Figure 1. Overexpression of PGC-1α and MitoNEET induces the expression of mitochondrial OXPHOS complexes. (A) Using a lentiviral vector, we established MDA-MB-231 cell lines that stably overexpress MitoNEET, as seen by immunoblotting. β-actin is shown as a control for equal protein loading. (B) PGC-1α and MitoNEET induce expression of mitochondrial OXPHOS complexes. Both PGC-1α and mitoNEET-overexpressing MDA-MD-231 cells displayed elevated PGC-1α expression. Most importantly, they also showed an elevation of mitochondrial complexes (OXPHOS). β-actin is shown as a control for equal protein loading. EV, empty vector (Lv105).
PGC-1α is a master transcription factor that stimulates mitochondrial biogenesis and respiratory function.Citation8 Moreover, mitoNEET, a mitochondrial outer membrane protein, regulates mitochondrial oxidative phosphorylation.Citation8 Interestingly, mitoNEET overexpressing MDA-MB-231 cells displayed elevated PGC-1α expression. As expected, immunoblotting against various OXPHOS components showed that these mitochondrial complexes (I, III, IV and V) were increased in both PGC-1α and MitoNEET-overexpressing MDA-MB-231 cells ().
PGC-1α and mitoNEET confer autophagy resistance in breast cancer cells
Next, we wanted to test if PGC-1α and mitoNEET will reduce autophagy in cancer cells, as they do in skeletal muscles.Citation16 Interestingly, PGC-1α and mitoNEET both protected cancer cells from autophagy, as Beclin-1 and Cathepsin B (markers of autophagy) were not upregulated under conditions of starvation ().
Figure 2. PGC-1α and MitoNEET protect cancer cells against autophagy. Under conditions of starvation, PGC-1α and MitoNEET-overexpressing MDA-MB-231 cells fail to upregulate autophagy markers, such as Beclin-1 and Cathepsin B. EV, empty vector (Lv105).

__Actions to take__:
1. In the text on PGC-1α and mitoNEET in breast cancer cells, which two autophagy markers were not upregulated under starvation?
2. Reproduce the passage of the PGC-1α and mitoNEET text word for word, starting with "Figure 1. Overexpression" and going on through "loading. EV, empty vector (Lv105).".
3. Can you carry on the text about PGC-1α and mitoNEET in breast cancer cells from the point where it stops?

__Supplied entries__:

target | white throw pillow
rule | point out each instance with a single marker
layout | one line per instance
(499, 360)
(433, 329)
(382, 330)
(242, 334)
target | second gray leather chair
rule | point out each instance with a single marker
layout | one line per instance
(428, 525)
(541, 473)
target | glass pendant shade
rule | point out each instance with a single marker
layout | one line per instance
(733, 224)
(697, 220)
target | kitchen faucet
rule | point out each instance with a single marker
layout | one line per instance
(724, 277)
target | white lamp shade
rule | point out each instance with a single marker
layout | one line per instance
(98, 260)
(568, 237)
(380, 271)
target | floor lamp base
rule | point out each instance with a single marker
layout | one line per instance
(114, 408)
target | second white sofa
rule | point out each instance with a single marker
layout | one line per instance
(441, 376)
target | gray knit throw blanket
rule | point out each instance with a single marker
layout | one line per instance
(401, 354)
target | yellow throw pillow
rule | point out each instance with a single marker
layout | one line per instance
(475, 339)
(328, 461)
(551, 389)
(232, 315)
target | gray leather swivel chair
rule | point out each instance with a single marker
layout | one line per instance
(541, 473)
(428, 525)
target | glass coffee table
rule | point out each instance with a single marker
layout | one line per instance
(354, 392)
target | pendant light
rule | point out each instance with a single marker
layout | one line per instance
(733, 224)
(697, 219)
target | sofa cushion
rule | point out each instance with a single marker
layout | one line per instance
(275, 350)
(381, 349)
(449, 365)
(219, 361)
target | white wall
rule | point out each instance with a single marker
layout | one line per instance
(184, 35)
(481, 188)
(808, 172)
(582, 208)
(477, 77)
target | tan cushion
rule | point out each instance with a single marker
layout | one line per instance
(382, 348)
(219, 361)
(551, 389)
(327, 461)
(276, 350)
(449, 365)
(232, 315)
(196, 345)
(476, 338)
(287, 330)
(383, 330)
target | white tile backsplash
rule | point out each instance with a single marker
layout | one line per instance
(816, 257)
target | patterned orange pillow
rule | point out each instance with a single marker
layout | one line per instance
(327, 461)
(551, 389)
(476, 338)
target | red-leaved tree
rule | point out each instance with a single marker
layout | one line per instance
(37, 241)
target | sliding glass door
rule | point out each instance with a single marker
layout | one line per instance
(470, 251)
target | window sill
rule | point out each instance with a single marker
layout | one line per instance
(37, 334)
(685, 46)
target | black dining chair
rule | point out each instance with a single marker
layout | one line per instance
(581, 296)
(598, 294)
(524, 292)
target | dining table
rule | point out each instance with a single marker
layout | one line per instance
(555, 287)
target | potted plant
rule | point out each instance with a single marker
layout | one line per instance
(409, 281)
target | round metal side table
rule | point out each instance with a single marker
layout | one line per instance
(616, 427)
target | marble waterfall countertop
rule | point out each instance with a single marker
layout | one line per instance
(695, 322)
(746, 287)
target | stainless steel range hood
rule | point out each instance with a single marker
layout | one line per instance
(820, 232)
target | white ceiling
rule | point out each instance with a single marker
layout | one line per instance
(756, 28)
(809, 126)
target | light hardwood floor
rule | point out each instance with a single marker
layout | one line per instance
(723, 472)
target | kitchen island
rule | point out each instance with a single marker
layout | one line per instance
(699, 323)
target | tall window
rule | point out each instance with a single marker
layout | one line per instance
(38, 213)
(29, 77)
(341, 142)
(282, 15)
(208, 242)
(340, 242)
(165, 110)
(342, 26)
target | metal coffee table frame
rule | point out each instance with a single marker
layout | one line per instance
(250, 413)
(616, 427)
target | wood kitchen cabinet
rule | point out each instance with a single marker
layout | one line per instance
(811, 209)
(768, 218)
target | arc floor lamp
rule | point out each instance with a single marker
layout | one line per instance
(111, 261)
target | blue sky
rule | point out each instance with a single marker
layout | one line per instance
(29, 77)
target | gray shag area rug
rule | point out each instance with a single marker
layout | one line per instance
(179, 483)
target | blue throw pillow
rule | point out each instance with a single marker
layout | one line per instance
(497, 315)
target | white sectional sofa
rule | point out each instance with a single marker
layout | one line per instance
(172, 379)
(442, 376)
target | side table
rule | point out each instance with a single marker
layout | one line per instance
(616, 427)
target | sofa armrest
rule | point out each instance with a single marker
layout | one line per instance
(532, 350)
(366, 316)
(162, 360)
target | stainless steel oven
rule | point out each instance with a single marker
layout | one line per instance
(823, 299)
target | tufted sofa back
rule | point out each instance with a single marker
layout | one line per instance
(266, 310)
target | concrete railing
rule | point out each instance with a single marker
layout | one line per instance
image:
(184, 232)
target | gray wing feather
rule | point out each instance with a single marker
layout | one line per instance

__Responses by item number__:
1. Beclin-1 and Cathepsin B.

2.
Figure 1. Overexpression of PGC-1α and MitoNEET induces the expression of mitochondrial OXPHOS complexes. (A) Using a lentiviral vector, we established MDA-MB-231 cell lines that stably overexpress MitoNEET, as seen by immunoblotting. β-actin is shown as a control for equal protein loading. (B) PGC-1α and MitoNEET induce expression of mitochondrial OXPHOS complexes. Both PGC-1α and mitoNEET-overexpressing MDA-MD-231 cells displayed elevated PGC-1α expression. Most importantly, they also showed an elevation of mitochondrial complexes (OXPHOS). β-actin is shown as a control for equal protein loading. EV, empty vector (Lv105).

3.
PGC-1 α and mitoNEET increase tumor growth in vivo, independently of angiogenesis
Traditionally, altered mitochondrial metabolism was considered as a secondary effect of proliferation. Here, we wanted to test if increased mitochondrial biogenesis and OXPHOS could directly promote tumor growth. PGC-1α and mitoNEET-overexpressing MDA cells were injected in nude mice. Tumor volumes were then measured at various time points post-injection.
Tumors in which PGC-1α and mitoNEET were overexpressed were significantly larger, as compared with control tumors (). At 3 wk post-injection, PGC-1α tumor volumes and weights were on average approximately 3-fold larger in than control tumors, which harbored the expression vector alone. Moreover, MitoNEET tumor volumes and weights were 2.9- and 2.25-fold larger than control tumors, respectively ().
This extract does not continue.